Arrêt de la Cour (deuxième chambre) du 10 mai 2007.
Regina, à la demande de Thames Water Utilities Ltd contre South East London Division, Bromley Magistrates' Court (District Judge Carr).
Demande de décision préjudicielle: High Court of Justice (England & Wales), Queen's Bench Division (Administrative Court) - Royaume-Uni.
Déchets - Directives 75/442/CEE, 91/156/CEE et 91/271/CEE - Eaux usées s'échappant d’un réseau de canalisations - Qualification - Champ d'application des directives 75/442/CEE et 91/271/CEE.
Affaire C-252/05.

Recueil de jurisprudence 2007 I-03883

ECLI identifier: ECLI:EU:C:2007:276

Parties
Motifs de l'arrêt
Dispositif

Parties

Dans l’affaire C-252/05,

ayant pour objet une demande de décision préjudicielle au titre de l’article 234 CE, introduite par la High Court of Justice (England & Wales), Queen’s Bench Division (Administrative Court) (Royaume‑Uni), par décision du 20 mai 2005, parvenue à la Cour le 15 juin 2005, dans la procédure

Regina, à la demande de:

Thames Water Utilities Ltd,

contre

South East London Division, Bromley Magistrates’ Court (District Judge Carr),

en présence de:

Environment Agency,

LA COUR (deuxième chambre),

composée de M. C. W. A. Timmermans, président de chambre, MM. P. Kūris, J. Makarczyk, L. Bay Larsen et J.‑C. Bonichot (rapporteur), juges,

avocat général: M me J. Kokott,

greffier: M me C. Strömholm, administrateur,

vu la procédure écrite et à la suite de l’audience du 11 janvier 2007,

considérant les observations présentées:

– pour Thames Water Utilities Ltd, par M. R. McCracken, QC, et M. G. Jones,

– pour l’Environment Agency, par M. D. Hart, QC, et M. M. Harris, barrister,

– pour le gouvernement du Royaume-Uni, par M me E. O’Neill, en qualité d’agent, assistée de M. J. Maurici, barrister,

– pour le gouvernement belge, par M. M. Wimmer, en qualité d’agent,

– pour le gouvernement néerlandais, par M me H. Sevenster, en qualité d’agent,

– pour la Commission des Communautés européennes, par M. M. Konstantinidis et M me D. Lawunmi, en qualité d’agents,

ayant entendu l’avocat général en ses conclusions à l’audience du 8 février 2007,

rend le présent

Arrêt

Motifs de l'arrêt

1. La demande de décision préjudicielle porte sur l’interprétation de la directive 75/442/CEE du Conseil, du 15 juillet 1975, relative aux déchets (JO L 194, p. 39), telle que modifiée par la directive 91/156/CEE du Conseil, du 18 mars 1991 (JO L 78, p. 32, ci-après la «directive 75/442»), et de la directive 91/271/CEE du Conseil, du 21 mai 1991, relative au traitement des eaux urbaines résiduaires (JO L 135, p. 40). La juridiction de renvoi cherche en substance à déterminer si les eaux usées qui s’échappent d’un réseau de traitement constituent des déchets au sens de la directive 75/442 et, en cas de réponse positive, si elles sont exclues du champ d’application de cette dernière en vertu de son article 2, paragraphe 1, sous b), iv), ou de son article 2, paragraphe 2.

#### CONSIGNE A:
D'après l'arrêt sur les eaux usées, à quelle date l'avocat général a-t-il présenté ses conclusions à l'audience ?
#### CONSIGNE B:
Énumérez tous les membres de la deuxième chambre qui composent la Cour dans l'arrêt sur les eaux usées.
#### CONSIGNE C:
Rédigez la suite de l'arrêt sur les eaux usées, en commençant après la dernière phrase du point 1.

#### ENREGISTREMENTS FOURNIS:

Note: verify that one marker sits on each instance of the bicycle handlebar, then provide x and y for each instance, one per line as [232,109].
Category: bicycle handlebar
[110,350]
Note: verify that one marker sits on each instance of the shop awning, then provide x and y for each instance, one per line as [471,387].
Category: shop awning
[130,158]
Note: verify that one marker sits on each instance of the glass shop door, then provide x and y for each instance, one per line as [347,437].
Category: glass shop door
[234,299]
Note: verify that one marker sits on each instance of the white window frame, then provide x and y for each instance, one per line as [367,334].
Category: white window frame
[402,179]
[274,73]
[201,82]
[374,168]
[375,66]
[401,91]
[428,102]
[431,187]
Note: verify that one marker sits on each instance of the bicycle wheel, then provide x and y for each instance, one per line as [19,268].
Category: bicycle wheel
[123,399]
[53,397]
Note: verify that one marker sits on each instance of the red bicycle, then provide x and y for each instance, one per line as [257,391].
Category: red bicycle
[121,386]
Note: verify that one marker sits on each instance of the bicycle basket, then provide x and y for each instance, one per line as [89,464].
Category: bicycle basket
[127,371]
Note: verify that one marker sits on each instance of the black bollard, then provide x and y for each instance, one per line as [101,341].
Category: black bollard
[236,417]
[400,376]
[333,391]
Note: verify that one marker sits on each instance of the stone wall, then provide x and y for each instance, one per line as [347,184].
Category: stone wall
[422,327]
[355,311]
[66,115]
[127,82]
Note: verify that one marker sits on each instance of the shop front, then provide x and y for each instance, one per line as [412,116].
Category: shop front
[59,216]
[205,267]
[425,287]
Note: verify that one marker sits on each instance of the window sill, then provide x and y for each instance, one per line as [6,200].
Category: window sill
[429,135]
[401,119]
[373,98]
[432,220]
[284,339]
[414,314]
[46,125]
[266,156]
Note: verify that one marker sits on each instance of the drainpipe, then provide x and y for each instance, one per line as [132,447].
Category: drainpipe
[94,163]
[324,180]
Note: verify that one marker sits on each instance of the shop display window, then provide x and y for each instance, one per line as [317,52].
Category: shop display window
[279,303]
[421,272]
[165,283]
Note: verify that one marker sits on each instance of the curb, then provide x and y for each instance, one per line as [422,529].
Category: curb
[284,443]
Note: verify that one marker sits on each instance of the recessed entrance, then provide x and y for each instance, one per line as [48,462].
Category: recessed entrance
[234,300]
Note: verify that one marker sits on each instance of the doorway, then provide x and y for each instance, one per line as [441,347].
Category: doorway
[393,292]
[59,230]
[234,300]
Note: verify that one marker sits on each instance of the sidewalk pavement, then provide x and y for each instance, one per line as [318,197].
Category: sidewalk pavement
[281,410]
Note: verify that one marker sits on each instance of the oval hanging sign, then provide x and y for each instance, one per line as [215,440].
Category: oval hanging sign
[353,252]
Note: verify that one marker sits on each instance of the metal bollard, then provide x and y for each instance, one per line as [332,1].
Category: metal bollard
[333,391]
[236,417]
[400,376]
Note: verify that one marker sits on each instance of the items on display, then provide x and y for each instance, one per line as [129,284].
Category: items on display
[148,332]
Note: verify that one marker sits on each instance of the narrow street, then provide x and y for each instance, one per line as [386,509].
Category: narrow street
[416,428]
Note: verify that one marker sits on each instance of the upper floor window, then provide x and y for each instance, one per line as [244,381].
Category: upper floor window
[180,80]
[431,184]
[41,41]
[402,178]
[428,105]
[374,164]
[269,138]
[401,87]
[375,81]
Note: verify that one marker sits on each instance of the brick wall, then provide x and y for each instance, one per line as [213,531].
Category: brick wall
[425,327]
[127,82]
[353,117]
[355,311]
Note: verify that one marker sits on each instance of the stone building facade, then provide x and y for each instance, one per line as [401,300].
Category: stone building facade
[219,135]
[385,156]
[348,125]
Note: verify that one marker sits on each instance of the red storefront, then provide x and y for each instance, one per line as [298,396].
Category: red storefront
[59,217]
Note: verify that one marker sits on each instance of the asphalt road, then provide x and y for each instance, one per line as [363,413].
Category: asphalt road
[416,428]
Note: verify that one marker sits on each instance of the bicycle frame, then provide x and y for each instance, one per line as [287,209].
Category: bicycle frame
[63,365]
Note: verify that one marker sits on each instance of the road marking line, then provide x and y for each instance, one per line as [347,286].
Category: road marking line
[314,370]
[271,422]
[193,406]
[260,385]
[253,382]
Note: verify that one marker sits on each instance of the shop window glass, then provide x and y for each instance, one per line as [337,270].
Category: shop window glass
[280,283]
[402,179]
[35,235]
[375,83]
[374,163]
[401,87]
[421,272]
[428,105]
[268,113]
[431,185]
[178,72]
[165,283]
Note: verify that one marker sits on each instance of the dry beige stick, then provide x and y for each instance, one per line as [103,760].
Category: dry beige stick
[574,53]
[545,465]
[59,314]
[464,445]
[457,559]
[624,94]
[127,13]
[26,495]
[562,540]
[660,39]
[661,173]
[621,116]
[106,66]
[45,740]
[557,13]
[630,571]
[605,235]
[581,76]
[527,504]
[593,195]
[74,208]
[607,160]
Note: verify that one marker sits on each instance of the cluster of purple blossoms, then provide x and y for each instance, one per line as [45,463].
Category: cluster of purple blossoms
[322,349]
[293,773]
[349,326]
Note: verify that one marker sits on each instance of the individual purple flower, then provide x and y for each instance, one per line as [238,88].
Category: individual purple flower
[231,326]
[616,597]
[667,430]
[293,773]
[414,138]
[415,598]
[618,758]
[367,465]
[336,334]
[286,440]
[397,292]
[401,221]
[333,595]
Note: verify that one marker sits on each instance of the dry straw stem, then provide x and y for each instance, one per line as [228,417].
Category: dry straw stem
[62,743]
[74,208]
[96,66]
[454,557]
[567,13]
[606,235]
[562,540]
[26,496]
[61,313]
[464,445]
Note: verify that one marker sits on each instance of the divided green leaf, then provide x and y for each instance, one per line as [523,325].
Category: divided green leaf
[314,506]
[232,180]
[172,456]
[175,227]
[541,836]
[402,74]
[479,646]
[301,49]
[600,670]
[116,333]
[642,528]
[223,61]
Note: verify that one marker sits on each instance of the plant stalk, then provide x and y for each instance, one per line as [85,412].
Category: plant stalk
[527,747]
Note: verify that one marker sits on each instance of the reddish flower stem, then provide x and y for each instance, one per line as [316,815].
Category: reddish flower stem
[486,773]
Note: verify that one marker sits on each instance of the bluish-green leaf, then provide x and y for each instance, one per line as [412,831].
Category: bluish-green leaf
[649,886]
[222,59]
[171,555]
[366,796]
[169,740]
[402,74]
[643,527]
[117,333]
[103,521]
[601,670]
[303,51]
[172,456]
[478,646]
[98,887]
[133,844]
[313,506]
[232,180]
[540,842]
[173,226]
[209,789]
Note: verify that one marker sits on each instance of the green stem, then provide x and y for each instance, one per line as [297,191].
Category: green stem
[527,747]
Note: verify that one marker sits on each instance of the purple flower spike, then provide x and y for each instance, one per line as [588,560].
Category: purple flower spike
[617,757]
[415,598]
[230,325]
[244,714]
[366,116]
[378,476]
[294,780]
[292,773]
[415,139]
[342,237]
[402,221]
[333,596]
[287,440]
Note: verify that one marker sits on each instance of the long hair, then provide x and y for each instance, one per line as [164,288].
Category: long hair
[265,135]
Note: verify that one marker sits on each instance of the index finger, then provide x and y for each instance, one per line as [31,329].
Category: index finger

#### RÉPONSE RÉDIGÉE A:
Le 8 février 2007.

#### RÉPONSE RÉDIGÉE B:
M. C. W. A. Timmermans (président de chambre), M. P. Kūris, M. J. Makarczyk, M. L. Bay Larsen et M. J.-C. Bonichot (rapporteur).

#### RÉPONSE RÉDIGÉE C:
Le cadre juridique

Le droit communautaire

En ce qui concerne les déchets

2. L’article 1 er de la directive 75/442 dispose:

«Aux fins de la présente directive, on entend par:

a) déchet: toute substance ou tout objet qui relève des catégories figurant à l’annexe I, dont le détenteur se défait ou dont il a l’intention ou l’obligation de se défaire.

[…]

b) producteur: toute personne dont l’activité a produit des déchets (‘producteur initial’) et/ou toute personne qui a effectué des opérations de prétraitement, de mélange ou autres conduisant à un changement de nature ou de composition de ces déchets;

c) détenteur: le producteur des déchets ou la personne physique ou morale qui a les déchets en sa possession;

[…]»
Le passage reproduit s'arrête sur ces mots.